Pointing dataset records

━━━━━━━━━━

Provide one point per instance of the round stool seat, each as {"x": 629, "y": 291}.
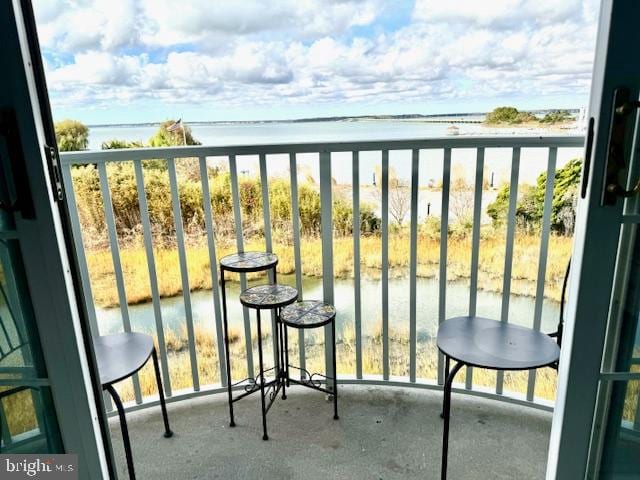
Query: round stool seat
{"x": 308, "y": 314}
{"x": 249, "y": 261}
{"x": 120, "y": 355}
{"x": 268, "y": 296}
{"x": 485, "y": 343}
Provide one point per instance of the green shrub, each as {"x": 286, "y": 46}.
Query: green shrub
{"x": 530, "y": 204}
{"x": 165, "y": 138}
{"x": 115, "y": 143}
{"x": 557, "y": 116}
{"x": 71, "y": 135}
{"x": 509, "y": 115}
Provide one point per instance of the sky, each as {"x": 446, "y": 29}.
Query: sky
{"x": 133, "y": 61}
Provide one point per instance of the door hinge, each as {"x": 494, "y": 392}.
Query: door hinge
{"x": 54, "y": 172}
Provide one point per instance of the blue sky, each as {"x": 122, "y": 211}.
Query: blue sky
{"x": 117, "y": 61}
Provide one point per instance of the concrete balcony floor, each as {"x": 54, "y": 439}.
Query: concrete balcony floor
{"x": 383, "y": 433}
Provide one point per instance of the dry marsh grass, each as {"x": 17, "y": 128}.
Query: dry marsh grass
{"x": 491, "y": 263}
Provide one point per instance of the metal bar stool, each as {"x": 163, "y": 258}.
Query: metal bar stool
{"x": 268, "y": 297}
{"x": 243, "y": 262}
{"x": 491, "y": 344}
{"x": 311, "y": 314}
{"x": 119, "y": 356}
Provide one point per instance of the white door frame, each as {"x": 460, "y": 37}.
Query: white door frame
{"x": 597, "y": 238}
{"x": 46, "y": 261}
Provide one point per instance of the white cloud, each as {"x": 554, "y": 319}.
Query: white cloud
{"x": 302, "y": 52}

━━━━━━━━━━

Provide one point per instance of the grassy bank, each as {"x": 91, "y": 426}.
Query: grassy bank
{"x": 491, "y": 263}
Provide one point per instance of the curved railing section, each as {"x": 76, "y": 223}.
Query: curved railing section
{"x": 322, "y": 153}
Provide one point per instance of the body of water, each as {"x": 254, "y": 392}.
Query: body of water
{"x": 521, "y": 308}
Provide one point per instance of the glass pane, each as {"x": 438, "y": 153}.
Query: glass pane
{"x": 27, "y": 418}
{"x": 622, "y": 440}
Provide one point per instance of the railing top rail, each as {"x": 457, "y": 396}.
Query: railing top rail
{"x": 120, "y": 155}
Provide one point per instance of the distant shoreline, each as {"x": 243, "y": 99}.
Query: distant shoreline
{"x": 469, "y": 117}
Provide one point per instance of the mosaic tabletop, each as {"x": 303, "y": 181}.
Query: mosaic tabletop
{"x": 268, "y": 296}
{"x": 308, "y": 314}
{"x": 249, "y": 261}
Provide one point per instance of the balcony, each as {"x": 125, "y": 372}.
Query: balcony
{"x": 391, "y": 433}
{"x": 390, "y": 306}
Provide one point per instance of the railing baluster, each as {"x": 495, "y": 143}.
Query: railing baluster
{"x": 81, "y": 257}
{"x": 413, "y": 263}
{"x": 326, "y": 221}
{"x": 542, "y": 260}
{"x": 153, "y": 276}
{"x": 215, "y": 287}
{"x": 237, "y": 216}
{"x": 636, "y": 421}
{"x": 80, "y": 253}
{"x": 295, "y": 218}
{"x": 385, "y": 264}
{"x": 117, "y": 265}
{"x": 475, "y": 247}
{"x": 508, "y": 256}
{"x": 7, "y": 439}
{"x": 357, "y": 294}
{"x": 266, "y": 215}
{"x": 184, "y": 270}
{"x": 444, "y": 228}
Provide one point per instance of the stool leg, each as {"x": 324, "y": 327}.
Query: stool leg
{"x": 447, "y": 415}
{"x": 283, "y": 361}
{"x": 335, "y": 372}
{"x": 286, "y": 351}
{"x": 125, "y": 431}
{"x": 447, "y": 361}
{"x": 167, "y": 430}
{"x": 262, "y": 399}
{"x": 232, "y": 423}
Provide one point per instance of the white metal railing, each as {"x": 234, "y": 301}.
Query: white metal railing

━━━━━━━━━━

## CHALLENGE
Count the lines of the data above that contain the string "distant", with case taken into account. Give only the number.

## WORKED ANSWER
2